:: PROBLEM ::
Print the records below exactly as they appear.

________________

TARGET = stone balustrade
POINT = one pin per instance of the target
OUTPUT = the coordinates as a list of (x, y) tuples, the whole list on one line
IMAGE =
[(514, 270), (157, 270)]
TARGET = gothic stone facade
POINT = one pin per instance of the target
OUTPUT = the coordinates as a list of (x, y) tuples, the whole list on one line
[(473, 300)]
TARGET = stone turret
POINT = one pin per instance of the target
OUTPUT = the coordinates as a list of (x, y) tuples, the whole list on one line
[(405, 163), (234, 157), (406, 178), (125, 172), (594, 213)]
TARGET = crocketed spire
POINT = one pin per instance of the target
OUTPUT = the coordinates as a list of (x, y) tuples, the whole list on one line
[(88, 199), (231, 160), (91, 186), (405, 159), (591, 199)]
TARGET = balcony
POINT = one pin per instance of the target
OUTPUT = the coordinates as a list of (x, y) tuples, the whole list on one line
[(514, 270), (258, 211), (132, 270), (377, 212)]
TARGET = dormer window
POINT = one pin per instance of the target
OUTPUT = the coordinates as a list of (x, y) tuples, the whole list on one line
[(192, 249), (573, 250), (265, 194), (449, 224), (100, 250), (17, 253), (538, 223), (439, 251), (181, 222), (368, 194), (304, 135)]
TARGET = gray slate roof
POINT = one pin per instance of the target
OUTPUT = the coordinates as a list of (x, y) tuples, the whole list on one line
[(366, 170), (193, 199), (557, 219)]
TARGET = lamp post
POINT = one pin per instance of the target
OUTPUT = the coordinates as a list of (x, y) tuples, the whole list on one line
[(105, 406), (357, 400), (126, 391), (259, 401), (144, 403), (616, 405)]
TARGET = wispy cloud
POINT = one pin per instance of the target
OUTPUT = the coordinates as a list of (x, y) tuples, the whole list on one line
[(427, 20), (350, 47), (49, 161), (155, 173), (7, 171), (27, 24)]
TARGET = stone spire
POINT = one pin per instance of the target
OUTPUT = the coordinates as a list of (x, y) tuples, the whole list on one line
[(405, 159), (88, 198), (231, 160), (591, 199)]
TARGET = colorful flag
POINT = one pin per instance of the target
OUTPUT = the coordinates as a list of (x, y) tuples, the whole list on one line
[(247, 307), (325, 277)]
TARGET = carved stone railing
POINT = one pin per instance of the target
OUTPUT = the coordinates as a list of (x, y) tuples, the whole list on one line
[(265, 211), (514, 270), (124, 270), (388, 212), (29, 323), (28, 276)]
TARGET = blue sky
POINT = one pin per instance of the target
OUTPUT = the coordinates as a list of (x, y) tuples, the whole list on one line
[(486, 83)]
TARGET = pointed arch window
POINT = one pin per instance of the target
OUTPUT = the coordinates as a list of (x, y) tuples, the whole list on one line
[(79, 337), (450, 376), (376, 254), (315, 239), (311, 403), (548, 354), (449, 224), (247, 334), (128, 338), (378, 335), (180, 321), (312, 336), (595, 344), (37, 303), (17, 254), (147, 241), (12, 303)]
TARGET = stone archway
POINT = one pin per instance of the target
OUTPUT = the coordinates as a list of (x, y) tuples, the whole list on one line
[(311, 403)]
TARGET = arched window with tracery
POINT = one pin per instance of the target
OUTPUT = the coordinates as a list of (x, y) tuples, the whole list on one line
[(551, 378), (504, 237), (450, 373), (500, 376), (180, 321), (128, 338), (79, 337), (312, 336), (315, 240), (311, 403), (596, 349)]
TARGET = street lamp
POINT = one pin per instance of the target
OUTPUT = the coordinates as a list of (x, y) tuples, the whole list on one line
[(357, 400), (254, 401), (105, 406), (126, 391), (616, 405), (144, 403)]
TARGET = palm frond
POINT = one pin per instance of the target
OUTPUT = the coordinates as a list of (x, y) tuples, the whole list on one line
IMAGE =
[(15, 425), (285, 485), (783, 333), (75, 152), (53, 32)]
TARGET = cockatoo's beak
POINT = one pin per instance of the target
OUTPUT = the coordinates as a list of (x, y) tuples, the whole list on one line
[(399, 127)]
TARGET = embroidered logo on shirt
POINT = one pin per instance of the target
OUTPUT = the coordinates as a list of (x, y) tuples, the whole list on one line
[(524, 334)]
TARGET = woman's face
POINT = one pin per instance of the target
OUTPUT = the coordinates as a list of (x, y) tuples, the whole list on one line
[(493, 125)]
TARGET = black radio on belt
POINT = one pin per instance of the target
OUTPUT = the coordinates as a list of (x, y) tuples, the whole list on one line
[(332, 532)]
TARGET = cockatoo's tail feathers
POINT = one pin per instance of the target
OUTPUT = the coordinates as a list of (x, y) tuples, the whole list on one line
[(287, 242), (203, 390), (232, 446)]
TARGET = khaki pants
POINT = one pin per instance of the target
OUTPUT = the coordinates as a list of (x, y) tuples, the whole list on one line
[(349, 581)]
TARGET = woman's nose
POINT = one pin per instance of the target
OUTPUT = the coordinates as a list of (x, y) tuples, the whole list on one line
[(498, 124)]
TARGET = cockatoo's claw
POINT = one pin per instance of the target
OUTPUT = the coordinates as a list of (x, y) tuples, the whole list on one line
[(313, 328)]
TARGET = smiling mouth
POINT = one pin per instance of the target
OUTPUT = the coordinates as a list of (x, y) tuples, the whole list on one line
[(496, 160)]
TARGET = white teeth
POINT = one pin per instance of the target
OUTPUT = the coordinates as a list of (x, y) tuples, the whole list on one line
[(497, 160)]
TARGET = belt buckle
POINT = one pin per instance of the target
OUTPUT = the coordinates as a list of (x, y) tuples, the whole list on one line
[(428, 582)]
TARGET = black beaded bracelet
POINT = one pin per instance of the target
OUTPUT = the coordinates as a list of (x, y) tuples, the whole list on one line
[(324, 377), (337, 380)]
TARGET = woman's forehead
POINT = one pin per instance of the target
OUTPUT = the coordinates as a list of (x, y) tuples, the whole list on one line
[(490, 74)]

________________

:: RESPONSE AREA ::
TARGET = stone balustrade
POINT = one pin per instance of the target
OUTPUT = the coordinates as a list of (x, y) tuples, the whole list on one line
IMAGE =
[(514, 270), (157, 270)]
TARGET = gothic stone facade
POINT = one pin per instance of the target
OUTPUT = the coordinates as a list of (x, y) tuples, the whole list on one line
[(473, 300)]
TARGET = stone turret
POINT = one pin per instance of the target
OUTPUT = the coordinates as a list of (x, y) tuples, the whole list on one line
[(405, 163), (234, 157), (406, 178), (125, 172), (594, 213)]
TARGET = crocketed spire
POINT = one pin per instance of the target
OUTPUT = the coordinates as a list of (x, y) tuples, the whole list on one line
[(88, 199), (231, 160), (91, 186), (405, 159), (591, 199)]
TARGET = balcony
POINT = one pin per instance of the target
OUTPUT = the coordinates as a list of (x, y) tuples, the whole list on one line
[(514, 270), (258, 211), (132, 270), (377, 212)]
TARGET = dormer window
POINT = one pin per instance of the target
OUTPUT = the coordinates as a list of (x, y) tuples, the whole list on one line
[(192, 249), (573, 250), (265, 194), (449, 224), (100, 250), (17, 253), (538, 223), (439, 251), (181, 222), (368, 194), (304, 135)]
TARGET = gray slate roof
POINT = one pin per instance of the target
OUTPUT = the coordinates as a list of (x, y) tuples, the whole list on one line
[(366, 170), (193, 199), (557, 219)]
TARGET = lamp post
POINT = one pin per instance of the target
OUTPUT = the coordinates as a list of (x, y) tuples, the whole list on one line
[(105, 406), (357, 400), (126, 391), (259, 401), (144, 403), (616, 405)]
TARGET = wispy cloud
POINT = one pin per instance of the target
OUTPUT = the coordinates as a list of (x, y) tuples, the whole list on one line
[(427, 20), (350, 47), (49, 161), (155, 173), (7, 171), (27, 24)]
TARGET = stone spire
POINT = one pin per instance of the target
OUTPUT = the coordinates as a list of (x, y) tuples, the whole list on one line
[(405, 159), (88, 198), (231, 160), (591, 199)]
TARGET = colorful flag
POINT = one pin per instance of the target
OUTPUT = the coordinates as a list of (x, y) tuples, the whole list on one line
[(247, 307), (325, 277)]
TARGET = carved stone railing
POINT = one pin per instance of the target
OUTPUT = the coordinates as a list of (x, y) tuples, the whole list on one line
[(265, 211), (514, 270), (124, 270), (388, 212), (29, 323), (28, 276)]
TARGET = blue sky
POINT = one pin per instance of the target
OUTPUT = the coordinates as a list of (x, y) tuples, the whole list on one line
[(486, 83)]
TARGET = pointed arch window
POINT = one pin per instance of the target
OUTPUT = the coordinates as a list of (x, y) tuples, the whole list on one line
[(79, 337), (450, 376), (376, 254), (315, 239), (311, 403), (548, 354), (449, 224), (247, 334), (128, 338), (378, 335), (180, 321), (312, 336), (595, 344), (37, 303), (17, 254), (147, 241), (12, 303)]
TARGET = stone archway
POINT = one pin per instance of the target
OUTPUT = the coordinates as a list of (x, y) tuples, the whole list on one line
[(311, 403)]
TARGET = arched window with tracery
POINT = one pin per instance of the target
OUTPUT = the coordinates as a list of (x, y) tuples, the whole list on one line
[(551, 378), (504, 237), (450, 373), (500, 376), (180, 321), (128, 338), (79, 337), (312, 336), (315, 240), (311, 403), (596, 349)]
TARGET = street lamp
POINT = one pin per instance of the target
OUTPUT = the coordinates as a list of (x, y) tuples, the whole list on one line
[(357, 400), (254, 401), (105, 406), (126, 391), (616, 405), (144, 403)]
TARGET = palm frond
POINT = one pin per instance of the target
OUTPUT = the coordinates as a list of (x, y) tuples, the whole list on one line
IMAGE =
[(15, 425), (285, 485), (783, 333), (75, 152), (53, 32)]
TARGET = cockatoo's beak
POINT = one pin per instance of the target
OUTPUT = the coordinates as a list of (x, y) tuples, the whole list on one line
[(399, 127)]
TARGET = embroidered logo on shirt
POINT = one pin per instance of the target
OUTPUT = the coordinates as a list of (x, y) tuples, the whole list on one line
[(524, 334)]
TARGET = woman's face
POINT = one pin per instance of the target
OUTPUT = the coordinates as a list of (x, y) tuples, the whole list on one line
[(493, 125)]
TARGET = black radio on belt
POINT = one pin per instance of the target
OUTPUT = the coordinates as a list of (x, y) tuples, the whole list on one line
[(332, 532)]
TARGET = cockatoo's tail feathers
POINT = one pin per instance of the target
OUTPUT = the coordinates as a list of (x, y) tuples, the whole list on one line
[(287, 242), (203, 390), (232, 446)]
TARGET = khaki pants
POINT = one pin per instance of the target
OUTPUT = the coordinates as a list of (x, y) tuples, the whole list on one line
[(349, 581)]
TARGET = woman's nose
POINT = one pin per instance of the target
OUTPUT = the coordinates as a list of (x, y) tuples, the whole list on one line
[(498, 124)]
TARGET = cockatoo's claw
POINT = one pin per instance of the target
OUTPUT = the coordinates as a list of (x, y) tuples, the whole list on one line
[(313, 328)]
TARGET = smiling mouth
POINT = one pin per instance of the target
OUTPUT = the coordinates as a list of (x, y) tuples, the whole list on one line
[(496, 160)]
TARGET = white teeth
POINT = one pin per instance of the target
OUTPUT = the coordinates as a list of (x, y) tuples, the whole list on one line
[(497, 160)]
TARGET = belt buckle
POINT = one pin per instance of the target
OUTPUT = the coordinates as a list of (x, y) tuples, the whole list on one line
[(428, 582)]
TARGET = black beaded bracelet
POINT = one pin per instance of the target
OUTPUT = the coordinates as a list of (x, y) tuples, the whole list on one line
[(324, 377), (337, 380)]
TARGET = woman's forehead
POINT = one pin per instance of the target
OUTPUT = the coordinates as a list of (x, y) tuples, the whole list on one line
[(490, 74)]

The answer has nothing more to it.